▶ **LISTED RECORDS**

+--

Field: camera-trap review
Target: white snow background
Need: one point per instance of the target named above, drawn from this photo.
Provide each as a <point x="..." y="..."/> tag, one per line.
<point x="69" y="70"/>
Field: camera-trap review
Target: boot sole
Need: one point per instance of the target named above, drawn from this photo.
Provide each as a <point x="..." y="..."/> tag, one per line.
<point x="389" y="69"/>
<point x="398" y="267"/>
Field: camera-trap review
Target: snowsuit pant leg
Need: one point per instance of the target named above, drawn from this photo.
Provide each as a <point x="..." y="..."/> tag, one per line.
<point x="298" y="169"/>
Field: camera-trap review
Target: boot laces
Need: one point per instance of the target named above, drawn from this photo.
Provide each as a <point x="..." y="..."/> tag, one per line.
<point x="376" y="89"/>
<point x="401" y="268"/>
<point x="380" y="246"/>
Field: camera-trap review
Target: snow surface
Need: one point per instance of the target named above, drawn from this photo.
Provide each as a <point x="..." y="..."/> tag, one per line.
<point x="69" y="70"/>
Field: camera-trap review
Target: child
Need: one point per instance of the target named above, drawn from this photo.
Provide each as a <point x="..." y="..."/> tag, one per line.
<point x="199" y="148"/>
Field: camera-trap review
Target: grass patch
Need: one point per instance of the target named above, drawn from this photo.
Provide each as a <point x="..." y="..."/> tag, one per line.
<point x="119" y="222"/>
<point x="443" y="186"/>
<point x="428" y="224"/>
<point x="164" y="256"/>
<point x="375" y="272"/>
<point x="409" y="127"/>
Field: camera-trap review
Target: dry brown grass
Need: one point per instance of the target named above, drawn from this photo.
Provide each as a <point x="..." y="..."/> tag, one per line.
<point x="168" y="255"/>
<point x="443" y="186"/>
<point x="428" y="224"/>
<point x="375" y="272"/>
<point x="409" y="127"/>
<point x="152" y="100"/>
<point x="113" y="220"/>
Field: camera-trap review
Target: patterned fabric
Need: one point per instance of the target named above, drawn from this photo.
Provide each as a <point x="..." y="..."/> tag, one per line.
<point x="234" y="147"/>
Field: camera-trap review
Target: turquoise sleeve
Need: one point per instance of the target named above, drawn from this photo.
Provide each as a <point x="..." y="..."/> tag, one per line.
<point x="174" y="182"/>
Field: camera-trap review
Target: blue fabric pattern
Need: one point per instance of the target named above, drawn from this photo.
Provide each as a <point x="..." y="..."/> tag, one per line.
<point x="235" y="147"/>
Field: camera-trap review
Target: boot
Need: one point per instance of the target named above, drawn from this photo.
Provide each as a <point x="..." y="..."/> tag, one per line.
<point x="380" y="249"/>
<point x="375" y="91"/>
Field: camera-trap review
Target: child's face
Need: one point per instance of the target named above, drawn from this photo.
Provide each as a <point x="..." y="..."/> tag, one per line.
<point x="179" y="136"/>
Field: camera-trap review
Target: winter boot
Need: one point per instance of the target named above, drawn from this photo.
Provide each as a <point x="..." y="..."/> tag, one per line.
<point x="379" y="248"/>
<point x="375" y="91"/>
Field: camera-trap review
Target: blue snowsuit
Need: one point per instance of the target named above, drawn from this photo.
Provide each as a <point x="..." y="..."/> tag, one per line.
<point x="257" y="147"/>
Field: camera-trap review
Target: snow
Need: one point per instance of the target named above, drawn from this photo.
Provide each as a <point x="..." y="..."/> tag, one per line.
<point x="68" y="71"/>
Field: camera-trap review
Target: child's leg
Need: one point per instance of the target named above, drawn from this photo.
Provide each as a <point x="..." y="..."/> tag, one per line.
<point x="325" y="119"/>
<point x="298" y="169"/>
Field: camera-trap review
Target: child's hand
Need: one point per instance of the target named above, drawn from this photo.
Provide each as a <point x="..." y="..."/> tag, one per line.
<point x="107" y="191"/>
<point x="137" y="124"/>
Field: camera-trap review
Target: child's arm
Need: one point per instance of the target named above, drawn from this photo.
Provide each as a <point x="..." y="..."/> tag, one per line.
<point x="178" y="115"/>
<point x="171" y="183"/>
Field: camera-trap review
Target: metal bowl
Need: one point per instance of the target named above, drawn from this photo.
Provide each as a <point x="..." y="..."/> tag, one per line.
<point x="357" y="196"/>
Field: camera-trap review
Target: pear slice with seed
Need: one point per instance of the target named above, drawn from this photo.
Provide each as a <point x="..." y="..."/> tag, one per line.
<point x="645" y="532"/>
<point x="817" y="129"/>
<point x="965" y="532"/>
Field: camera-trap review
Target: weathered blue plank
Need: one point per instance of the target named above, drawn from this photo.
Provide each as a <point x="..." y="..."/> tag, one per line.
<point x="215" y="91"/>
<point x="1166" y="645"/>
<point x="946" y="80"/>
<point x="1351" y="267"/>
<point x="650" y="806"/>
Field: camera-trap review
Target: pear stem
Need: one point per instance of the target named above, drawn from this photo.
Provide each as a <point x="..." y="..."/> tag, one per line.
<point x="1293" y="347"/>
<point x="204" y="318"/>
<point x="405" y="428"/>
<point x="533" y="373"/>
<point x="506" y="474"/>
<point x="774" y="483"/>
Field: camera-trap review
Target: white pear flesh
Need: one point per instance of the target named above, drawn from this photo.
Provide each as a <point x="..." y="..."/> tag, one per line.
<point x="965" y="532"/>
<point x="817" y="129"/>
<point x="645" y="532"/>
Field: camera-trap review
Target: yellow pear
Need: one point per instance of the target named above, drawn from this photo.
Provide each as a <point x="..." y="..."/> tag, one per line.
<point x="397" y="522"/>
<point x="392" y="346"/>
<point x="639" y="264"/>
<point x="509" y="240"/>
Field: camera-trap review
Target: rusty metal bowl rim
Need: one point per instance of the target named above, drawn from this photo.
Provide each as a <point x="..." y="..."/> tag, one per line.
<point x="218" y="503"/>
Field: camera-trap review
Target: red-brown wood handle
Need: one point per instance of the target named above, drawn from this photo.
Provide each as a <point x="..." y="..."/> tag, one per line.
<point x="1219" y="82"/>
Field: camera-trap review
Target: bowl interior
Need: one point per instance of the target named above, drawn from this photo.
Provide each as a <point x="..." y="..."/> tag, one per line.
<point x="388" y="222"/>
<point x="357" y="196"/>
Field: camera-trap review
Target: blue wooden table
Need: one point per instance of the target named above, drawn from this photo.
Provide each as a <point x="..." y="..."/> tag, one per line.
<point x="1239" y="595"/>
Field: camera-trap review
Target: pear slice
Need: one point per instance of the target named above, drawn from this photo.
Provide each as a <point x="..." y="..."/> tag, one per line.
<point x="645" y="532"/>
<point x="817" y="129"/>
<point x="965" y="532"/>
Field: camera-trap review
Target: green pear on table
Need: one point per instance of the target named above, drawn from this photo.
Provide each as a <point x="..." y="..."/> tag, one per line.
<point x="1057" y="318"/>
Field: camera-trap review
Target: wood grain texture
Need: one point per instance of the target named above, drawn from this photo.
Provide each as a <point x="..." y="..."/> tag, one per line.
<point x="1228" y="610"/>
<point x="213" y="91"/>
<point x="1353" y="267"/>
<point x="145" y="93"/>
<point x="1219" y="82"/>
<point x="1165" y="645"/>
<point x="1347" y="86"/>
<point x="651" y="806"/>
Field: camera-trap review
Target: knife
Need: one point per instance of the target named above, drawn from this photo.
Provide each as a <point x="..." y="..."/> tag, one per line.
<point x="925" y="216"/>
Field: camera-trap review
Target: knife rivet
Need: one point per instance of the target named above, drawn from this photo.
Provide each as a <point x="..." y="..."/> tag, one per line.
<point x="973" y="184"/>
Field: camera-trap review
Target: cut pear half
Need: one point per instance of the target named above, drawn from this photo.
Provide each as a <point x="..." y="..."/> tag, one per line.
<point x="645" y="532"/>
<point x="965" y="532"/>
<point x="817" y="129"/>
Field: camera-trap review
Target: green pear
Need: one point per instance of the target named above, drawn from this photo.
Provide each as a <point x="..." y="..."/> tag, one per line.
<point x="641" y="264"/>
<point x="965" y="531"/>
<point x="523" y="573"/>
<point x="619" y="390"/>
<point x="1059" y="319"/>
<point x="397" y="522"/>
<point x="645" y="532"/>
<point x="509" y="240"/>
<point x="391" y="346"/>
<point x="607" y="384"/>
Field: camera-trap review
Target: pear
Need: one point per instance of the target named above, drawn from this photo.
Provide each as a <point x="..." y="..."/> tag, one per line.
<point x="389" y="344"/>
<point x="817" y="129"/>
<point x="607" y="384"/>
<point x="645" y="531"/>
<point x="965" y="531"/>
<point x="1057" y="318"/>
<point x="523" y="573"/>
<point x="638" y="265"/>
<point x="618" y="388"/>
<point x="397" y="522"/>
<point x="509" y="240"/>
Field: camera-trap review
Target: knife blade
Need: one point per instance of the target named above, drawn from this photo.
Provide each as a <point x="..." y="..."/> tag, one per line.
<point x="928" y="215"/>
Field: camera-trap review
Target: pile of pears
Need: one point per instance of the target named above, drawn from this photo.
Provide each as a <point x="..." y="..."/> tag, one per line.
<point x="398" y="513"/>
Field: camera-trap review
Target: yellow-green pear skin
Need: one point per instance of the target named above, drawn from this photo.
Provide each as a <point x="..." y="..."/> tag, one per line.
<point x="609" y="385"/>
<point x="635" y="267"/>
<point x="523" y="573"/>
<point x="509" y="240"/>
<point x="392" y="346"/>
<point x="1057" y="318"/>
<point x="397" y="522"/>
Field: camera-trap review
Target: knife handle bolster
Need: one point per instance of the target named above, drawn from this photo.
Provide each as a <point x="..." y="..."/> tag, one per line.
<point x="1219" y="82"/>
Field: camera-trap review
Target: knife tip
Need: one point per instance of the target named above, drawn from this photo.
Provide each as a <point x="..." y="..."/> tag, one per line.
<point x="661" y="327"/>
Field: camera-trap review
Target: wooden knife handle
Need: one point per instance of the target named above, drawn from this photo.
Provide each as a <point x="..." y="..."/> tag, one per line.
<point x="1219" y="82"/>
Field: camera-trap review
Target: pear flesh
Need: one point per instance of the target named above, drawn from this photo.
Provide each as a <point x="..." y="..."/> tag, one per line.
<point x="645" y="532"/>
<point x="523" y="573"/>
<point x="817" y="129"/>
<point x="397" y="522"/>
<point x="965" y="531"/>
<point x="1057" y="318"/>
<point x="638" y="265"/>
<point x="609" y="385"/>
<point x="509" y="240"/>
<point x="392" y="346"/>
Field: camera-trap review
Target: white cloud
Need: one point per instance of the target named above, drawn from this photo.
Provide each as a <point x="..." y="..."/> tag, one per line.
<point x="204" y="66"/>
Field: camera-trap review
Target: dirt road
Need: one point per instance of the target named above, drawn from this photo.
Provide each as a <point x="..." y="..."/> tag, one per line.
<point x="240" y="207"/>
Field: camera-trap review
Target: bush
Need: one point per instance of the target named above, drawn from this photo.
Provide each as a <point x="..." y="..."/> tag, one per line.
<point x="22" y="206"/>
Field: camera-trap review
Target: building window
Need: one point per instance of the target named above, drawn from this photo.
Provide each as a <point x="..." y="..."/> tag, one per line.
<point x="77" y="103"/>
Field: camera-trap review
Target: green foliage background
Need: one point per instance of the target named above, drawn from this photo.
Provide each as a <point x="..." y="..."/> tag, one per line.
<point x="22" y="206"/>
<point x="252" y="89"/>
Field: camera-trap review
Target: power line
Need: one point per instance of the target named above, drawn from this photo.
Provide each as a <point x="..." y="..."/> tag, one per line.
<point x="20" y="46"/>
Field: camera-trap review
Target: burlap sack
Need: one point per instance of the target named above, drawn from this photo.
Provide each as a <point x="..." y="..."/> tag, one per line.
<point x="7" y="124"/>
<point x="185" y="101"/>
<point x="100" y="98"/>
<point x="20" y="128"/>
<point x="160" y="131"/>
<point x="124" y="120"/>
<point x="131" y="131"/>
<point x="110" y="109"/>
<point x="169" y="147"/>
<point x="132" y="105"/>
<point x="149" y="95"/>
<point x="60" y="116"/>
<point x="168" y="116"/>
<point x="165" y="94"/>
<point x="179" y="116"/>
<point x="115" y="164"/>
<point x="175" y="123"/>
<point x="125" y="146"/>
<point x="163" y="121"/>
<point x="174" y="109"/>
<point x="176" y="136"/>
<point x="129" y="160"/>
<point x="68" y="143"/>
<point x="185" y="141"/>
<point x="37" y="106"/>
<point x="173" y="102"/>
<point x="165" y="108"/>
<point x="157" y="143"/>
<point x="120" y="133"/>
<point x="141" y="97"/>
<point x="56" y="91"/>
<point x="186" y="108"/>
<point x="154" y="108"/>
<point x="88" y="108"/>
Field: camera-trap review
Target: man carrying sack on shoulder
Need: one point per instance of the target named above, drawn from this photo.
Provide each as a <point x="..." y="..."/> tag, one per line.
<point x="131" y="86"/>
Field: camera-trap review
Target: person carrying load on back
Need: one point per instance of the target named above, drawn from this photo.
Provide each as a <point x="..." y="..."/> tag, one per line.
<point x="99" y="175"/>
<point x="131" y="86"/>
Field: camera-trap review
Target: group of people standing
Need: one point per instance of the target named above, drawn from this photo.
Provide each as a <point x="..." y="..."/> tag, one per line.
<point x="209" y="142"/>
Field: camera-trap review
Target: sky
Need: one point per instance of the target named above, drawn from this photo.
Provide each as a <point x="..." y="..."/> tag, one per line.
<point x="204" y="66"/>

+--

▶ **PROMPT**
Taking the entries above, write out exactly the lines starting with the line containing "Target: white pear flesh" and going on through the line containing "Target: rusty metal bowl rim", both included, and nothing else.

▶ **SOLUTION TO THIS TASK**
Target: white pear flesh
Need: one point per instance of the target named above, drawn from this photo.
Provide each as a <point x="..." y="..."/> tag, one per line.
<point x="965" y="532"/>
<point x="817" y="129"/>
<point x="645" y="532"/>
Field: camera-trap review
Target: yellow pear
Need: one point per instance of the target named above, drawn from this photo.
Provide each as a <point x="..." y="..."/> tag, one per line.
<point x="397" y="522"/>
<point x="392" y="346"/>
<point x="639" y="264"/>
<point x="509" y="240"/>
Field: camera-trap review
Target: rusty metal bowl rim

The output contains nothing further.